Extracted records:

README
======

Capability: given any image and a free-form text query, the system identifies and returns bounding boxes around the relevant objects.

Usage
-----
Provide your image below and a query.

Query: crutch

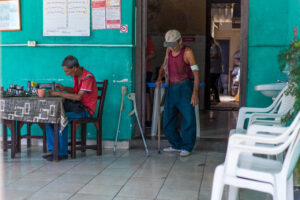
[157,85,161,153]
[128,93,149,156]
[114,86,128,153]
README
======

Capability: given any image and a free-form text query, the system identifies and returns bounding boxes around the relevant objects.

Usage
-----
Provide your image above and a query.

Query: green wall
[0,1,136,140]
[247,0,289,107]
[288,0,300,42]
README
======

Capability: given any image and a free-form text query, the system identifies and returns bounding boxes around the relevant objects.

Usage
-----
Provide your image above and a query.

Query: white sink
[254,82,287,98]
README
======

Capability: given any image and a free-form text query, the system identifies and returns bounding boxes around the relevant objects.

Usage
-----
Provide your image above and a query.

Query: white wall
[214,28,240,91]
[215,28,240,72]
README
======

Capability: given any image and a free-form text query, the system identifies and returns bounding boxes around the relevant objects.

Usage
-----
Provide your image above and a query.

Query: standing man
[209,36,223,103]
[44,55,98,161]
[156,29,199,157]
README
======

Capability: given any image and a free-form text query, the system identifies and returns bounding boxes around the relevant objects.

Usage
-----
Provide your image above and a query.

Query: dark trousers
[163,80,196,152]
[209,73,221,102]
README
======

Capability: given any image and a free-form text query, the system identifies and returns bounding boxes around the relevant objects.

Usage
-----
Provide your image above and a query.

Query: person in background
[146,36,156,128]
[156,29,199,157]
[43,55,98,161]
[209,36,223,103]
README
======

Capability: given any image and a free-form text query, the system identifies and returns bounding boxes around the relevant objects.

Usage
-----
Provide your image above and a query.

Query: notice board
[0,0,21,31]
[43,0,90,36]
[92,0,121,30]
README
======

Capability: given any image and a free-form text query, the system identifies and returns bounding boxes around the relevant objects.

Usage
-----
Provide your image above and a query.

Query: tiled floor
[1,148,271,200]
[0,110,271,200]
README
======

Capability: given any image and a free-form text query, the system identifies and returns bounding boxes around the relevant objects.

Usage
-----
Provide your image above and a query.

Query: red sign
[92,1,105,7]
[120,25,128,33]
[182,37,196,42]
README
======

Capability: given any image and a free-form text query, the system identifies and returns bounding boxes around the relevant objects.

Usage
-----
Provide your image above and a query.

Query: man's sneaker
[180,150,191,157]
[163,147,181,153]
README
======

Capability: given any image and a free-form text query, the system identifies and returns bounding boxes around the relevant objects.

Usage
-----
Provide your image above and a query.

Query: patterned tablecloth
[0,97,68,132]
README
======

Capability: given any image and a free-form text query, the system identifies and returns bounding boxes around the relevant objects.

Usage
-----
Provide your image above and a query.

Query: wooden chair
[1,119,17,158]
[16,122,47,153]
[70,80,108,159]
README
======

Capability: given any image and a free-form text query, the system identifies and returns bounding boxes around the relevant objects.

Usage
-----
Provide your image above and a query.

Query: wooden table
[0,96,68,161]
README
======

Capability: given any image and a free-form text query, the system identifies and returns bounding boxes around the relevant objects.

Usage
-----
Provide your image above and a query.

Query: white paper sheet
[106,6,120,29]
[43,0,90,36]
[92,7,106,30]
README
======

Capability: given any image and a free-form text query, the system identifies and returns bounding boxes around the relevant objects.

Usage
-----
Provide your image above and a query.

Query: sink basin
[254,82,287,98]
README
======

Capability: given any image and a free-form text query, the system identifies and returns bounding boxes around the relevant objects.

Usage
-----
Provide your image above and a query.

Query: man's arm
[55,84,75,93]
[49,90,86,101]
[185,48,199,106]
[63,87,75,93]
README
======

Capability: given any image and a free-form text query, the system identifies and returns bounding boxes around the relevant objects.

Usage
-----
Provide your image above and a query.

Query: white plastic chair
[211,111,300,200]
[230,84,295,135]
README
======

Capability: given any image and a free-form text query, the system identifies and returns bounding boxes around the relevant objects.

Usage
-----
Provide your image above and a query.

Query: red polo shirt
[74,68,98,115]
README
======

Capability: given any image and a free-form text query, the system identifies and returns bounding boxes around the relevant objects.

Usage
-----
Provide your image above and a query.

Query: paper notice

:: Problem statement ::
Your copy should match the entries above exactly and contain no pictures.

:: Reply ::
README
======

Capability: given any image and a free-form text query, the system identifies and returns bounding boxes around the relevant objects.

Usage
-----
Provide your image below and a query.

Query: crutch

[157,85,161,153]
[128,93,149,156]
[114,86,128,153]
README
======

Capability: given any image and a free-form text query, the system identifies and returns bounding boxes around the relevant objects.

Usage
-----
Provide your image above and a query.

Query: green wall
[0,1,136,140]
[247,0,289,107]
[288,0,300,42]
README
======

Capability: given any image and a free-form text query, the system identifies and returns bounding boxes around the relevant objects.

Usage
-----
Provide your image above and a query.

Query: white sink
[254,82,287,98]
README
======

Capability: given any image and a free-form text query, the system identifies and returns bounding boxes around the relevant objects.

Usage
-----
Provide your image above and a query.

Query: white wall
[214,28,240,91]
[215,28,240,72]
README
======

Capability: given any image and a free-form text query, the system identifies and returns bounding boxes around the relevant objects.

Usage
-----
Provide your image above and a query.

Query: standing man
[209,36,223,103]
[44,55,98,161]
[156,29,199,157]
README
======

Capability: given any image and a free-form text query, the system identifies and returns bounding boxes around the relevant objects.

Usage
-----
Provide your image above and a query.

Query: dark trousers
[163,80,196,152]
[209,73,221,102]
README
======

Capability: given any image and a free-form text query, the system identifies and returns bounding boxes around the relevant objects.

Usage
-----
Provide your image above and a query.

Query: person in background
[146,36,156,128]
[156,29,199,157]
[43,55,98,161]
[209,36,223,103]
README
======

Capability: given any image and a free-form text query, the system identifies and returns bounding boxes around the relevant objects.

Usage
-----
Provide your image above and a query.

Query: notice board
[0,0,21,31]
[43,0,90,36]
[92,0,121,30]
README
======

Capability: given any image and a free-form text query, the system identifies and returns bounding boxes around the relevant objects.

Usage
-----
Provide your image above and a query.

Query: tiled floor
[1,148,271,200]
[0,110,271,200]
README
======

Capability: given any image and a free-form text query, the system identifies and returns bounding boxes around the relevant objects.

Usage
-----
Provide your image above and a query.

Query: red sign
[92,1,105,7]
[120,25,128,33]
[182,37,196,42]
README
======

Capability: given any image and a free-form text query, the system identifies and returns bounding boxes around the relevant objects.

Usage
-----
Provide your image above and a query.

Query: man's sneaker
[180,150,191,157]
[163,147,181,153]
README
======

Capability: given any image and a free-form text query, the system identifies and returns bounding boxes around the relevant objects.

Usage
-----
Provide your image above and a query.

Query: patterned tablecloth
[0,97,68,132]
README
======

Capability: given any image and a free-form text query, the system identifies and returns bounding boxes around the relevant objects.

Usage
-----
Provide your image above and a query.

Query: wooden chair
[1,119,17,158]
[16,122,47,153]
[70,80,108,159]
README
======

Capability: given any image and a free-form text query, the system identifies and returns bounding boxes around the relevant objects.

Usage
-----
Provide your image above and a query.

Query: wooden table
[0,96,68,161]
README
======

Capability: given any image and a free-form text query, the system identifies and returns bounding boxes around the relevant objects.

Usage
-----
Provide your image above and a query.

Query: white paper sheet
[106,6,120,29]
[43,0,90,36]
[92,7,106,30]
README
======

Capability: given any image and a free-form text query, the system identifies and returns bounding boxes around the relevant objects.

Usage
-----
Provide your image above and a query.

Query: sink basin
[254,82,287,98]
README
======

Capability: given any image and a free-form text query, the system identifies and returns bounding boxes around the relevant objects.

Usage
-----
Provide your image above and a query.

Query: man's arm
[55,84,75,93]
[49,90,86,101]
[185,48,199,106]
[63,87,75,93]
README
======

Capability: given any image and a free-form text query, the system identifies and returns bounding boxes around the relevant objects.

Usage
-----
Provide your image above and a query.

Query: white plastic chair
[211,111,300,200]
[230,84,295,135]
README
======

Capability: given any image and a free-form text query, the system identifies and returns bounding boxes around the relevant objects.

Usage
-----
Provide your image above and a query.

Query: red polo shirt
[74,68,98,115]
README
======

Capability: given any image and a free-form text query, the system identifies and returns bounding boxes around the relevant objects.

Usage
-----
Provide your image above and a query.

Query: paper notice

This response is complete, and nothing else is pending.